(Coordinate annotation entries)
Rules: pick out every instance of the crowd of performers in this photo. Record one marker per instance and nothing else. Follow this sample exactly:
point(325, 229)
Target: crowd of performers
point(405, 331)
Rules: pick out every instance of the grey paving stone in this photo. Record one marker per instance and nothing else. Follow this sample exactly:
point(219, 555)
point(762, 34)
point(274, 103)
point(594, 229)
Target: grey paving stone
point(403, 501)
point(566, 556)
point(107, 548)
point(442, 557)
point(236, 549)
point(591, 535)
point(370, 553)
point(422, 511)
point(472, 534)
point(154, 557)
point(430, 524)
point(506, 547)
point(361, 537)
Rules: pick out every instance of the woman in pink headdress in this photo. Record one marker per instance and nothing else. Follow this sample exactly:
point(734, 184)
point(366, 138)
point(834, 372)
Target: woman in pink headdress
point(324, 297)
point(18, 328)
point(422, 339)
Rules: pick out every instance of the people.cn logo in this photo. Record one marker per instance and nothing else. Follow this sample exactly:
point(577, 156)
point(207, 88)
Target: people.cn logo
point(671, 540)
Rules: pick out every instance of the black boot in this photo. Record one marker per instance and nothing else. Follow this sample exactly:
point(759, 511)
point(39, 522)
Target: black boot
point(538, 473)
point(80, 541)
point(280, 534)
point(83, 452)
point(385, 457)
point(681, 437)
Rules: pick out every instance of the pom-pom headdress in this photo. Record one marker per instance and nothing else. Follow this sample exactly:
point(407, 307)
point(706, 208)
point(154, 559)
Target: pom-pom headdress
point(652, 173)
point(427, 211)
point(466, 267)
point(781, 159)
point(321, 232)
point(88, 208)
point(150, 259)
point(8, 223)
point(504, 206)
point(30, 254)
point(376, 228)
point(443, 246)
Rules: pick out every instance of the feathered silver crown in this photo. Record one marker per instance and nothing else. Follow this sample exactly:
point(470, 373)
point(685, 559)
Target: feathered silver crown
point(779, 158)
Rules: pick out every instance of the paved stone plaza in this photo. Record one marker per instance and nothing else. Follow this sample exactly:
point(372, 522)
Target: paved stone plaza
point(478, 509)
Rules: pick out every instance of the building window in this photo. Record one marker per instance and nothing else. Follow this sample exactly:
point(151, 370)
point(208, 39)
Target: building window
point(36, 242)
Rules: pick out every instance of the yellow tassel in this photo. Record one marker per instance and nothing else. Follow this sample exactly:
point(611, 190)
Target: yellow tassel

Challenge
Please write out the data from its start through the line containing "point(443, 246)", substituting "pin" for "marker" and leaving everything else unchanged.

Response to the exercise
Rules: pick out every instance of the crowd of performers in this photo. Record one pin per instance and nothing else. Follow this sample exactly:
point(325, 229)
Target: crowd of performers
point(405, 331)
Rules: pick out every instance of the grey paving stone in this photo. Record one pin per instance and nothing else. Follow this sample exactly:
point(219, 555)
point(762, 34)
point(274, 103)
point(594, 229)
Target: grey paving stone
point(403, 501)
point(566, 556)
point(107, 548)
point(442, 557)
point(236, 549)
point(591, 535)
point(370, 553)
point(422, 511)
point(472, 534)
point(154, 557)
point(430, 524)
point(506, 547)
point(361, 537)
Rules: pick out every instance of the woman in pink headdress in this photo. Record one pin per instance and nothing else. Follow this sample exactly:
point(734, 184)
point(366, 138)
point(834, 372)
Target: woman in pink headdress
point(324, 297)
point(18, 328)
point(422, 339)
Rules: pick out every instance of the people.cn logo in this photo. Record one pin per instance and nothing else. Follow this sample exactly:
point(577, 156)
point(207, 88)
Target: people.cn logo
point(671, 540)
Rules: pick out every instance of the black boot in this photo. Record one pin per instance and nothing else. Follow this sample exactly:
point(759, 511)
point(39, 522)
Target: black boot
point(538, 473)
point(80, 541)
point(280, 534)
point(83, 452)
point(385, 457)
point(681, 437)
Rules: pick out every instance of the pom-pom headdress in this photo. Record one pin per instance and nothing else. Follow this sample exactly:
point(407, 307)
point(706, 208)
point(154, 559)
Target: pom-pom headdress
point(652, 173)
point(427, 211)
point(466, 267)
point(781, 159)
point(321, 232)
point(88, 208)
point(150, 259)
point(8, 223)
point(504, 206)
point(30, 254)
point(376, 228)
point(443, 246)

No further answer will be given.